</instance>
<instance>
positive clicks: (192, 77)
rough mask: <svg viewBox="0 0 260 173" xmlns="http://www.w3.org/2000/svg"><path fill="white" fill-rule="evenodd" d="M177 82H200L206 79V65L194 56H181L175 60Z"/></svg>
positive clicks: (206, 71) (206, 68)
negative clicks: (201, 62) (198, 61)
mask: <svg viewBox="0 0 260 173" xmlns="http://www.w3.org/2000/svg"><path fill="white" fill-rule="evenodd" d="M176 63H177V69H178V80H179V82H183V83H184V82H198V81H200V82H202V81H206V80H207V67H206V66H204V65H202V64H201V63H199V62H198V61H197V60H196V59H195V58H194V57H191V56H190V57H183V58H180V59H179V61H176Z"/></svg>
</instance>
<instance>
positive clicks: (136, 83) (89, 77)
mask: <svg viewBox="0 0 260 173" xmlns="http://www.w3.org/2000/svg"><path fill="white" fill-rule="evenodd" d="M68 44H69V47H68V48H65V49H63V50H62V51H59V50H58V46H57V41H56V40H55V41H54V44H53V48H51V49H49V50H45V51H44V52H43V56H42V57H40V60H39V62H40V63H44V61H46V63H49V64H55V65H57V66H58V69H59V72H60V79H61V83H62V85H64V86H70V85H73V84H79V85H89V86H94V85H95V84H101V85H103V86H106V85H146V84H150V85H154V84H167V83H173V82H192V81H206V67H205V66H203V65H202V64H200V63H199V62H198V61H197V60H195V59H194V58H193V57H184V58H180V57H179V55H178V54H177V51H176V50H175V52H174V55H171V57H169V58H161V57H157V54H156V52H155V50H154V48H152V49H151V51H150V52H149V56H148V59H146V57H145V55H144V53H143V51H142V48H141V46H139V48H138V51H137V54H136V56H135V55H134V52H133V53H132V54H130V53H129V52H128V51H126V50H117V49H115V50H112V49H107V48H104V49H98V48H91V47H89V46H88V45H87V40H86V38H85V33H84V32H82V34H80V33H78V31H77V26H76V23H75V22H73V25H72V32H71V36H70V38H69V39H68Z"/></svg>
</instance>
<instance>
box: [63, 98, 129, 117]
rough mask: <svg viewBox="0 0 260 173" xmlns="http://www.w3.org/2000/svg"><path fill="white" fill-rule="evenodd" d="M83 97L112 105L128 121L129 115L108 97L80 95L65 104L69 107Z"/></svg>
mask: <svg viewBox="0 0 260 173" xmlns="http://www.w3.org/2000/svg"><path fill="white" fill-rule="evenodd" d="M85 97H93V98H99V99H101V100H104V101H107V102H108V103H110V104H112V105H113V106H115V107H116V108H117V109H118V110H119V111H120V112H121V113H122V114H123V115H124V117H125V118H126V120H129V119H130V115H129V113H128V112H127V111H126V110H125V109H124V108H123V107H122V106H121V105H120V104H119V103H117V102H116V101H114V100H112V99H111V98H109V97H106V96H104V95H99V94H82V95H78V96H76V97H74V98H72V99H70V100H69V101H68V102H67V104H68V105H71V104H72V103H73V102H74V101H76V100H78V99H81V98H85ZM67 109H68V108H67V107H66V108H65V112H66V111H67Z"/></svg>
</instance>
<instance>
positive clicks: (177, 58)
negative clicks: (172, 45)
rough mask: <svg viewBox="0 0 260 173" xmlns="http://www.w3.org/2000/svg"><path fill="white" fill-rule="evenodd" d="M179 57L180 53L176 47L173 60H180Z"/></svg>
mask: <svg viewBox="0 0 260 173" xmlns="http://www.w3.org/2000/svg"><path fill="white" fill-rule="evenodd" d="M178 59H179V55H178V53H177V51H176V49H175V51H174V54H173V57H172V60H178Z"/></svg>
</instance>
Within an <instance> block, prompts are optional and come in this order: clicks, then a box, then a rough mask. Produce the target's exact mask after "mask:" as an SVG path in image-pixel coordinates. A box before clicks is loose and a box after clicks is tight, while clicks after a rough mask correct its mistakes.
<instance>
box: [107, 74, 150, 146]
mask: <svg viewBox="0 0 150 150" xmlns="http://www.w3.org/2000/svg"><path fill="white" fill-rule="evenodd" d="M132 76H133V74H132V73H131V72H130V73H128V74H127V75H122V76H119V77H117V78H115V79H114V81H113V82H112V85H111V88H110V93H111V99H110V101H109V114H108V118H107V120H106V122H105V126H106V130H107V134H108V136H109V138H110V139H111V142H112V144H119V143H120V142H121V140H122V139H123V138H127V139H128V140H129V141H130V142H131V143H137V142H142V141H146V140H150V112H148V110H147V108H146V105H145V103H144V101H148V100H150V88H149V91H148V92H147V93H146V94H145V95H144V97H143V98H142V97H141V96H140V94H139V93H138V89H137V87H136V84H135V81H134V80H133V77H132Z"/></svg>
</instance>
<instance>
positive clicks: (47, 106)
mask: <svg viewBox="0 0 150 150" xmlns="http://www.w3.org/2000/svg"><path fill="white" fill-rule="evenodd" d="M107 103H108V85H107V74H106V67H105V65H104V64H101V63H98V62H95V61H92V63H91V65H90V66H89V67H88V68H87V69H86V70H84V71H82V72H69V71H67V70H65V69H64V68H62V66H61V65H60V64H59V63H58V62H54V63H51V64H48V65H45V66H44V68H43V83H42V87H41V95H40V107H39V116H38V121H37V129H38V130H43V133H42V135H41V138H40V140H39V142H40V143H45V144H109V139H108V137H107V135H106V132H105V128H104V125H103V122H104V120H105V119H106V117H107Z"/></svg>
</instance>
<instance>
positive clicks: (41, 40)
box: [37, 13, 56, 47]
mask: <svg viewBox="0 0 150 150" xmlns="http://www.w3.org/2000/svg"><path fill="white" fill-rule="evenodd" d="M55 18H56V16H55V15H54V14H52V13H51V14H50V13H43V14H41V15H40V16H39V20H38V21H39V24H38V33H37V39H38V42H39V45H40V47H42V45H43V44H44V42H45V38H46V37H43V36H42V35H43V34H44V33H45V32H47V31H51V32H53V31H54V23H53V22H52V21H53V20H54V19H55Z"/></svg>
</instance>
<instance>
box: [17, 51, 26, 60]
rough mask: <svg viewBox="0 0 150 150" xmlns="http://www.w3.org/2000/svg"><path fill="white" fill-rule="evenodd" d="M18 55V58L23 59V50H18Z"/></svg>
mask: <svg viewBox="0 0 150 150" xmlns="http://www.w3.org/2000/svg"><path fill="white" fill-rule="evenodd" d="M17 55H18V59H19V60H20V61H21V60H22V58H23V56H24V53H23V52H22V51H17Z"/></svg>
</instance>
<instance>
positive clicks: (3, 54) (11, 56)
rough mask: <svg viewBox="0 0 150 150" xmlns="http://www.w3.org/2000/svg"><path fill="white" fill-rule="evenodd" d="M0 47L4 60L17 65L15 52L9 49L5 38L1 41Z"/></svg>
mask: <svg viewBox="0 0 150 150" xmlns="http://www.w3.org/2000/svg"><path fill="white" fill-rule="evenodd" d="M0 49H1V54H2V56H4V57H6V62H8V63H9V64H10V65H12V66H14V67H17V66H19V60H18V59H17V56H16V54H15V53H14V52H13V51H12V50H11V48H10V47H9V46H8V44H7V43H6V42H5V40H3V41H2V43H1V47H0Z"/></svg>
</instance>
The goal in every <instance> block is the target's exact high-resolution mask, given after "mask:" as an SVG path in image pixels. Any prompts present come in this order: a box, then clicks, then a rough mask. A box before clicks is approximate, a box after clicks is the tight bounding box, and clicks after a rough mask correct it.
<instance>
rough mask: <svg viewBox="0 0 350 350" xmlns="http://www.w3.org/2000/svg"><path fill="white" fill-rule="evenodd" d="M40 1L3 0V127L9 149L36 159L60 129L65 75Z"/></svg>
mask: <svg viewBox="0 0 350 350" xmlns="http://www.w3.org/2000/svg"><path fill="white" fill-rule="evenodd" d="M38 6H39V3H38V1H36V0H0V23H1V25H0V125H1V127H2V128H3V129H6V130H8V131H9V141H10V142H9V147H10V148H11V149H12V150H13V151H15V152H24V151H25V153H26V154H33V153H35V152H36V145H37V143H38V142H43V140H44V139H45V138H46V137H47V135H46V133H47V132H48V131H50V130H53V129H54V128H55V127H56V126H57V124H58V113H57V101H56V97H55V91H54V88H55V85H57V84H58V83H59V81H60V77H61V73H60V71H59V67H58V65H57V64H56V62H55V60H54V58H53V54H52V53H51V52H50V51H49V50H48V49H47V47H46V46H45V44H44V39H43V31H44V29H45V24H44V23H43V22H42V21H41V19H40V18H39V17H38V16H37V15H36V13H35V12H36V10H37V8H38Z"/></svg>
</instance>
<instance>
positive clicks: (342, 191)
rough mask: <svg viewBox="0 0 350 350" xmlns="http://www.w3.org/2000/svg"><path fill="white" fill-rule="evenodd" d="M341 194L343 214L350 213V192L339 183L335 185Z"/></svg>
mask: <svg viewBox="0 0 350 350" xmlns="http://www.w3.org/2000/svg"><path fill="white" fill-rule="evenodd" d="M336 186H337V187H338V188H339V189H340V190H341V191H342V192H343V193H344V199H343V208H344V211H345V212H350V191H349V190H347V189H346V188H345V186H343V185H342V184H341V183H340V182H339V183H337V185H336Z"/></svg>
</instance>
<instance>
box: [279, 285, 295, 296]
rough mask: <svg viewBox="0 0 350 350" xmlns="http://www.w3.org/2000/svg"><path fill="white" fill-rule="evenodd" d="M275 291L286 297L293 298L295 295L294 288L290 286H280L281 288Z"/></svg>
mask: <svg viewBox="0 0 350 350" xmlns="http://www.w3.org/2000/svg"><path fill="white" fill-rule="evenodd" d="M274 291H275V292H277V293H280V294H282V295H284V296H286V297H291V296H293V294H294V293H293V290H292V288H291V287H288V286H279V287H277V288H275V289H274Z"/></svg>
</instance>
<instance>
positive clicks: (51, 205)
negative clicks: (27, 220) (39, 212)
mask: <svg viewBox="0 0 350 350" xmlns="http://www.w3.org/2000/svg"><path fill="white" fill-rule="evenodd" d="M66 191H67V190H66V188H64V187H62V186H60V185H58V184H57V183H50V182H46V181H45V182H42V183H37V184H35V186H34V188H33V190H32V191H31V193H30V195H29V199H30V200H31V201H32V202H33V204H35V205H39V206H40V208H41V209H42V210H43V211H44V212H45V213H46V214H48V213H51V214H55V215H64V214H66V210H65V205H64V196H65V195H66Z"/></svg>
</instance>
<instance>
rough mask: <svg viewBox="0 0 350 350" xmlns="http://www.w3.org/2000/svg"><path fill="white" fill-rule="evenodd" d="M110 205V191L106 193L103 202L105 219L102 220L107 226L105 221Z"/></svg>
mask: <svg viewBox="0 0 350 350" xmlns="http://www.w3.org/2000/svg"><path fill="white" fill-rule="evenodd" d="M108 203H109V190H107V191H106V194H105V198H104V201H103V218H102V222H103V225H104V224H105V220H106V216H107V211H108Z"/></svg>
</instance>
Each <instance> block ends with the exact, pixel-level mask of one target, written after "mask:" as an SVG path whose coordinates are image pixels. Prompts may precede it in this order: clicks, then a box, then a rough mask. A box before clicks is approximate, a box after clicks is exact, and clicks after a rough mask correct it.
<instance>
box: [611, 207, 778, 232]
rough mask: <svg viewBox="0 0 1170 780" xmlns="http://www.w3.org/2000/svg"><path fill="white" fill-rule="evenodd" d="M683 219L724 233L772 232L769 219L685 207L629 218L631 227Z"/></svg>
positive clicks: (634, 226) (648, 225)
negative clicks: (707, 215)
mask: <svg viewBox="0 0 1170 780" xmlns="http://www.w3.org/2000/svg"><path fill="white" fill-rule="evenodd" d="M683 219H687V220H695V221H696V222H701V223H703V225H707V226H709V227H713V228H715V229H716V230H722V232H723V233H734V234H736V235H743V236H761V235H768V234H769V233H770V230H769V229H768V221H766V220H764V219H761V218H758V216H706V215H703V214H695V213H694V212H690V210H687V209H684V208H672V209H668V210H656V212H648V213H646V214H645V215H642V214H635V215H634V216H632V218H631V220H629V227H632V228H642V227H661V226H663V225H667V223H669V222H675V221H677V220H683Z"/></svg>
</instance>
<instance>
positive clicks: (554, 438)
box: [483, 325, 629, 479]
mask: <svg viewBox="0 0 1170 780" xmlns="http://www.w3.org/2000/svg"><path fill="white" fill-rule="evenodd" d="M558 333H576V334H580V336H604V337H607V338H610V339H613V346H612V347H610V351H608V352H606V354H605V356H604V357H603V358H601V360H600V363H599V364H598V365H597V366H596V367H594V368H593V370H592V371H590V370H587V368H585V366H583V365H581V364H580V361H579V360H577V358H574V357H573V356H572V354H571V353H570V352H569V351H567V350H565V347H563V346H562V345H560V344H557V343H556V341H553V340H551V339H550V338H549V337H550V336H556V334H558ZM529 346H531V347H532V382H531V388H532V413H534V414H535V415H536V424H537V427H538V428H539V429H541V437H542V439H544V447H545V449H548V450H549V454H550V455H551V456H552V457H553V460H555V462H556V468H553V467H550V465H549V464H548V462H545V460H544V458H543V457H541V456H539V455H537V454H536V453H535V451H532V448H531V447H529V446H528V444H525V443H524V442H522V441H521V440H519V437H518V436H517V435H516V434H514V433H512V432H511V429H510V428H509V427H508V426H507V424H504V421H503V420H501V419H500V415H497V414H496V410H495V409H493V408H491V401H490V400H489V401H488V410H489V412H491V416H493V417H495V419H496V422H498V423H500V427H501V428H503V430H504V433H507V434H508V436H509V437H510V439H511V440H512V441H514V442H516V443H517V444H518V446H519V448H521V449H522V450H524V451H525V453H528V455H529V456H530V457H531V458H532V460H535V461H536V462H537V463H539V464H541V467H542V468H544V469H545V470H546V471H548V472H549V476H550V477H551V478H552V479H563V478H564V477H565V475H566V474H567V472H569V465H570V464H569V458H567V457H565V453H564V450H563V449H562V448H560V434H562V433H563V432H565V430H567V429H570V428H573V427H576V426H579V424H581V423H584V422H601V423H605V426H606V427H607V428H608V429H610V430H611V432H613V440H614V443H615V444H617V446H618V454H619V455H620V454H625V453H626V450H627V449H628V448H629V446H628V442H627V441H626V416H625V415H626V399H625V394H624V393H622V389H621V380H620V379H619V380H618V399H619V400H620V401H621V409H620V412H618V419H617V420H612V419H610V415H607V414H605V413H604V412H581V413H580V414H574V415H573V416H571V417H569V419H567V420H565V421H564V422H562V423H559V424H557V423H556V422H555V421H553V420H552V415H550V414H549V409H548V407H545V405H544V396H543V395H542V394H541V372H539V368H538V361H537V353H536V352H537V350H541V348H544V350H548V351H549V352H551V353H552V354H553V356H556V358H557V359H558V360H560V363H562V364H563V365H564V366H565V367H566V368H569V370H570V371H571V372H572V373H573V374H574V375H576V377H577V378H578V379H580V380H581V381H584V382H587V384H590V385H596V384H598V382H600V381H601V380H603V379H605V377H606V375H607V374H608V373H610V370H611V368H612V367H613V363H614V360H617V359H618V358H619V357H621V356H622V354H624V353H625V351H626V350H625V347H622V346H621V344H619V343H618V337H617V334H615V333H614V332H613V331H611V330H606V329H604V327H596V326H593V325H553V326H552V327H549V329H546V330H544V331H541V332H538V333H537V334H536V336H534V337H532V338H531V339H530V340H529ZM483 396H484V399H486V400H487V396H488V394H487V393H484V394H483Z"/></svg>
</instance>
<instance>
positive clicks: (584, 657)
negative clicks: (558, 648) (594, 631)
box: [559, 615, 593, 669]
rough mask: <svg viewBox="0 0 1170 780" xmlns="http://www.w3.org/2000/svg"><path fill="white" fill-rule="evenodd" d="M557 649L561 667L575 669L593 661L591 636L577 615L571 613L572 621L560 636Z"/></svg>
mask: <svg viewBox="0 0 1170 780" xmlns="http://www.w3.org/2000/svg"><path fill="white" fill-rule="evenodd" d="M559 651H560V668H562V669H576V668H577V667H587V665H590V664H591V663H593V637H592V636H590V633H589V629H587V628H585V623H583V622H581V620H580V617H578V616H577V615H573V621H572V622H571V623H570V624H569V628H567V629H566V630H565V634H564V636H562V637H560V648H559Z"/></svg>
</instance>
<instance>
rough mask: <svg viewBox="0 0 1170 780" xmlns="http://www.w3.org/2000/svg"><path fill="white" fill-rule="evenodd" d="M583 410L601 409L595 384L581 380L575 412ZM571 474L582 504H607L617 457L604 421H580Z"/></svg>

(How to complete this task): Copy out each line of the entries where the word "before" is found.

(Result below):
Within an <instance> block, prompts are optional and come in this order: clicks, then a box, then a rough mask. Produce the target's exact mask after "mask:" as an SVG path in image-pixel coordinates. A box before clicks is loose and a box after clicks is tight, while clicks after a rough mask correct its mistakes.
The goal in every <instance> block is the target's exact high-resolution mask, given after "mask:" as an SVG path in image pixels. Any prompts present come in this order: a box, then clicks, then a rough mask. A box before clicks is approximate, a box after clicks is the tight bounding box, and clicks after a rough mask correct it.
Each <instance> block ends with the exact, pixel-level mask of one target, written after "mask:" as an SVG path whose coordinates are image pixels. Prompts may precede it in this order: clicks, then a box, then a rough mask. A box before clicks is approximate, a box after clicks is exact, and clicks after a rough mask correct it.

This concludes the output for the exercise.